(EXERCISE PROMPT):
Rewrite the data below, swapping each "one point per instance" for "one point for each instance" and leaving everything else unchanged.

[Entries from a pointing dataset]
* Begin *

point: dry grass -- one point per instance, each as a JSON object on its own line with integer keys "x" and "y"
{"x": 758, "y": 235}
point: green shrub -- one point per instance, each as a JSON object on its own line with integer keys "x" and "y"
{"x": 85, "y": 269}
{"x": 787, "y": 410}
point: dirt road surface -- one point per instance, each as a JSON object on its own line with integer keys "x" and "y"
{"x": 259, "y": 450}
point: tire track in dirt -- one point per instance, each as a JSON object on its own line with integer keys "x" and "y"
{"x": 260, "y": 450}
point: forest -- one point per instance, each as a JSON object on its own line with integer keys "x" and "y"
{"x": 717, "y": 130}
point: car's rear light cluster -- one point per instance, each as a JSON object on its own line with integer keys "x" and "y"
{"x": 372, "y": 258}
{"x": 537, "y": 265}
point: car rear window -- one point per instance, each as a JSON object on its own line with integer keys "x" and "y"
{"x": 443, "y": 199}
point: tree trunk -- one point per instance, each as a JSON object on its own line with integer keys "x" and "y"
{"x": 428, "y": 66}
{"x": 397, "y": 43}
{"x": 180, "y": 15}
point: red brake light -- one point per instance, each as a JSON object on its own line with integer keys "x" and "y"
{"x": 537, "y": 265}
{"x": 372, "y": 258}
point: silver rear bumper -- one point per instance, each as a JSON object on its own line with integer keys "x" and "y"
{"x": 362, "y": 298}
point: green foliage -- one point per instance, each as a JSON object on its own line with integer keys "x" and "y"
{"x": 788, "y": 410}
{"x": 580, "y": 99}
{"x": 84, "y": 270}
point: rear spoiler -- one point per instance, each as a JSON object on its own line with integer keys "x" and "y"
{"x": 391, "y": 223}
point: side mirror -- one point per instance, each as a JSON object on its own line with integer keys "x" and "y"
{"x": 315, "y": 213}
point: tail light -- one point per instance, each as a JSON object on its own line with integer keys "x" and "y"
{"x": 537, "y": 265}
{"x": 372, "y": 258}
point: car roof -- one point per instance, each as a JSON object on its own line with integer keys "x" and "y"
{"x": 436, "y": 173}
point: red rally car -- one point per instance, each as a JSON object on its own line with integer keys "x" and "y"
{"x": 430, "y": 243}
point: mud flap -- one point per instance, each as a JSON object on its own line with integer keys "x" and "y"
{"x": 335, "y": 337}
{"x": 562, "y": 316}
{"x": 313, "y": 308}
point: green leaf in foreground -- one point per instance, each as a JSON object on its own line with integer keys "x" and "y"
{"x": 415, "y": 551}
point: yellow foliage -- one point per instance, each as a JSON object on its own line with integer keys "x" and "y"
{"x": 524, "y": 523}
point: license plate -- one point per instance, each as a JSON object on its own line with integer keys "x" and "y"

* End *

(RIGHT ANSWER):
point: dry grass -- one point for each instance, each as a JSON object on its own line with integer keys "x" and "y"
{"x": 758, "y": 235}
point: green shrub -- one point for each instance, each as a JSON object on its own line with integer keys "x" and "y"
{"x": 85, "y": 269}
{"x": 787, "y": 410}
point: dirt road surface -- one point for each instance, each as a JSON object on its own line with integer keys "x" and "y"
{"x": 259, "y": 450}
point: tire track in dirt -- one point for each instance, each as a JSON object on its own line with integer keys "x" and "y"
{"x": 260, "y": 450}
point: forest -- one point for each instance, each as a JSON object on its own line with integer keys "x" and "y"
{"x": 717, "y": 130}
point: car's rear light cluster -- one point for each instance, each as a JSON object on its own line with integer keys "x" and "y"
{"x": 372, "y": 258}
{"x": 537, "y": 265}
point: car rear window -- one point for each instance, each as a JSON object on its own line with integer keys "x" and "y"
{"x": 443, "y": 199}
point: tree trunk -- one point for each instance, each as a JSON object on its own line with integer keys "x" and "y"
{"x": 428, "y": 66}
{"x": 397, "y": 43}
{"x": 180, "y": 15}
point: red brake light -- one point for each instance, each as a JSON object on its own line with integer keys "x" and "y"
{"x": 537, "y": 265}
{"x": 372, "y": 258}
point: silver rear bumper -- one point for each instance, each as a JSON object on its own line with integer keys "x" and "y"
{"x": 362, "y": 298}
point: green foliage -- one point for each instance, each as a JSON object on its own line with integer keys "x" and "y"
{"x": 788, "y": 410}
{"x": 580, "y": 99}
{"x": 84, "y": 270}
point: rear spoiler -- one point for each instance, each as a JSON object on its own line with integer keys "x" and "y"
{"x": 391, "y": 223}
point: side mirror -- one point for each instance, each as a JSON object on its own line with integer keys "x" and "y"
{"x": 315, "y": 213}
point: tail light -- one point for each instance, each as a JSON object on its own line with integer keys "x" and "y"
{"x": 537, "y": 265}
{"x": 372, "y": 258}
point: car roof -- one point for each instance, each as a JSON object on its own line with integer keys "x" and "y"
{"x": 436, "y": 173}
point: red rally car -- one point for each instance, each as a JSON object on its own line with integer keys "x" and "y"
{"x": 430, "y": 243}
point: mud flap -- one point for each instance, each as a JSON object on its own line with integer keys "x" and "y"
{"x": 335, "y": 337}
{"x": 562, "y": 316}
{"x": 313, "y": 308}
point: green leaf in foreground -- one point for each instance, each as a JSON object on its own line with integer keys "x" and "y"
{"x": 415, "y": 551}
point: yellow foliage -- one point for each instance, each as a JSON object on its own line with integer keys "x" and "y"
{"x": 524, "y": 523}
point: license plate -- one point for each instance, each as a JSON object on its own line with integer keys "x" and "y"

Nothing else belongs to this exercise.